Provided material:
↓

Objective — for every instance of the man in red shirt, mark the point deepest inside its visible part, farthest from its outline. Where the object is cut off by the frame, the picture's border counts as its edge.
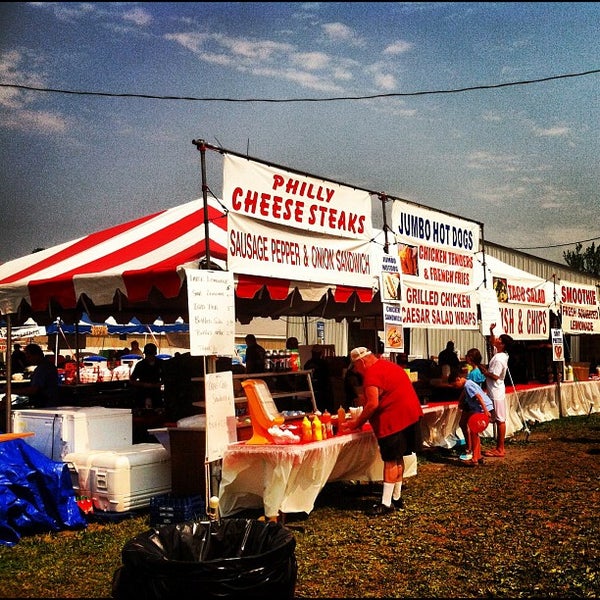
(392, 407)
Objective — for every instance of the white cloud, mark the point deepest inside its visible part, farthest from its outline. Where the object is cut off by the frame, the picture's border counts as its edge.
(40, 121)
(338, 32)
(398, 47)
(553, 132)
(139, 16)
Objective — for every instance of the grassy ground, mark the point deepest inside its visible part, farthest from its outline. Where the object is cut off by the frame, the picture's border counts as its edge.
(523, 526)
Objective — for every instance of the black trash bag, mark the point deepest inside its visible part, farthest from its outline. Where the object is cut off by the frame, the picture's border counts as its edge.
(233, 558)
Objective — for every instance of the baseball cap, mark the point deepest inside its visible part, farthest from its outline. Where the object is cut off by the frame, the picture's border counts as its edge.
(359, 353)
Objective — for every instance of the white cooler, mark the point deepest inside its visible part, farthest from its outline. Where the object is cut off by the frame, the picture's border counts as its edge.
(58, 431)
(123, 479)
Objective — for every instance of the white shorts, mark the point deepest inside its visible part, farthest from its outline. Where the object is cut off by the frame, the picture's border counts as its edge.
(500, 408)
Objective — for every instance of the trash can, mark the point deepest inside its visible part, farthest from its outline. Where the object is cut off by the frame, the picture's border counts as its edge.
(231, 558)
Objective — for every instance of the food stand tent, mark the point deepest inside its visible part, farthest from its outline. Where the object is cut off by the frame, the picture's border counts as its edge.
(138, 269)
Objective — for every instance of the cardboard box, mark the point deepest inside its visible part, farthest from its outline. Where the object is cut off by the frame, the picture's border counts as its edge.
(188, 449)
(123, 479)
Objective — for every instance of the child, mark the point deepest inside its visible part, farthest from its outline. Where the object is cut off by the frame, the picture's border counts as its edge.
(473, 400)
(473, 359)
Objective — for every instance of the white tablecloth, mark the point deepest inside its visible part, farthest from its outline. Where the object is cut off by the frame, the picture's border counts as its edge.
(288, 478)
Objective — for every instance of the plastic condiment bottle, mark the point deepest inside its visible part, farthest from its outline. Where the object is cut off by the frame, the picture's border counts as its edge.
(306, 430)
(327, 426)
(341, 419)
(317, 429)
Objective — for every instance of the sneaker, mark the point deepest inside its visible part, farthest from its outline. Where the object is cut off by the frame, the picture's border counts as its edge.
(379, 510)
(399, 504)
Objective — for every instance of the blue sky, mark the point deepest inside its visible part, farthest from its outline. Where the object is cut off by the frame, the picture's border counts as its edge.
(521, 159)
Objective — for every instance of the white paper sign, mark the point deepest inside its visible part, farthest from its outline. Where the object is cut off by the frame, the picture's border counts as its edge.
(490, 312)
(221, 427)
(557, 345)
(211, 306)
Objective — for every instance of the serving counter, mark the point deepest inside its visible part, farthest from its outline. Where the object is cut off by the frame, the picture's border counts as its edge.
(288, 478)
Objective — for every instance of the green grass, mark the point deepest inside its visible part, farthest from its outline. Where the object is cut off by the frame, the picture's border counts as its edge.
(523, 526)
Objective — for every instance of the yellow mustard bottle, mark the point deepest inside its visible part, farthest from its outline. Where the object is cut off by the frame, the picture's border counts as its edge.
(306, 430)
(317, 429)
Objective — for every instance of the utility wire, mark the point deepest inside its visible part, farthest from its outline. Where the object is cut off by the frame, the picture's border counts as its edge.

↑

Task to complete:
Quote the preceding records in their entirety, excluding every picture.

Response:
Objective — for every instance of the man in red shirt, mark the point deepest inside its visible part, farthest from its outline. Where the object is cut off by the frame, the picture's border counts as its edge.
(392, 407)
Objective — for every instance of the white cloud, mark the point deepest inside its visible part, farthest from its outline. Where the object is cut off by the frame, the picture's border counts as its edge.
(40, 121)
(338, 32)
(398, 47)
(553, 132)
(139, 16)
Objective — for every instance of the grassy ground, mark the point deepest inside its visible part, farthest from its outline. Where the object is cut off by the frame, the picture's border counts as its edge.
(523, 526)
Objective — for every instance of the black trash bag, mark the point deepest inside its visible part, farthest from its outline. Where the object is cut off by the frame, the picture's border counts as its edge.
(233, 558)
Objective — for every instance of the baseball cap, mark the point deepest inside its visible part, farthest from its outline. Where the object is cut off by the frame, the picture's border counts as its edge.
(359, 353)
Objective — for every instance of the white cooler, mark the point deepest inside its visible part, farthest from its outline. Where the object is cut off by the frame, the picture's border counts as its edge.
(58, 431)
(123, 479)
Objective — for every instance of the white shorts, mark the point deepest inside its visible part, farthest from its outline. Where the object is cut off by the frame, the picture's border counts as its edge.
(500, 408)
Objective — for every instance of the trash can, mark the point deepest inside its visible part, farthest from its outline. Where the object is cut off by the frame, the picture's border counts as its edge.
(231, 558)
Objective — for every instance of the food stand tent, mark the point deepest inside its visible part, farthest from its outline. Where the object is cut off by the frame, the picture's border counts as its edge.
(138, 269)
Objective — for every instance of the cardboard box, mark the point deepest inside its visible part, farthest from its outline. Where the object is cut off by the frame, the picture's border counts as its edge.
(188, 449)
(123, 479)
Objective — for every instance of the child, mark the point deepest inside its visible part, farthest from its outline. Where the object is cut off by the frame, the picture's border counts as its edge.
(473, 400)
(473, 359)
Objective — for every instance of the white tablecloth, mark the point deepest inside its visible part, farthest from its outline. Where the object is cut off by the frame, the picture's border counts as its edge.
(288, 478)
Objective — for every instance of the plastic condiment bottle, mark the point deepest inside its visible part, farthest from its outline. Where the object is cut off by the frame, the picture's border counts as its edge.
(306, 430)
(327, 426)
(341, 419)
(317, 429)
Objective — for every instance of the sneaker, mark the point deepest inside its visible part, farthest from its outline. Where the object is cut off by the frame, the picture's border counts as its edge.
(379, 510)
(399, 504)
Objective — for every instance of the blue sky, mark the point deepest inside its visible part, farthest from its outline. Where the object is cut off by the frame, the picture's border counts as its edge.
(521, 159)
Objective — for every instance of the white paper sign, mark the point deepest inside its visible part, farthest from its outline. Where the object is cut off by the frame, the picture's border counts as its edge.
(490, 312)
(221, 427)
(557, 345)
(211, 306)
Objective — for every instance of the serving counter, mark the point deepest inside its visible part, farthest from its outline. Where the object is cut off by the frame, the picture's border counts as its edge.
(288, 478)
Objective — for every instance of the green grass, mark the point deepest inside its visible part, farthest from its outline. Where the object is cut off by the frame, the picture's border counts as its edge.
(523, 526)
Objective — for every instance of the yellow mustard bottle, mark the point deepest inside its visible part, farthest from its outline. Where the object is cut off by the frame, the picture's border counts as its edge.
(306, 430)
(317, 429)
Objective — for every instance of the utility wire, mark the point deepest inside its visible part, farthest from its outline. Where the object is cut off by the frame, the picture's border counts as its edge.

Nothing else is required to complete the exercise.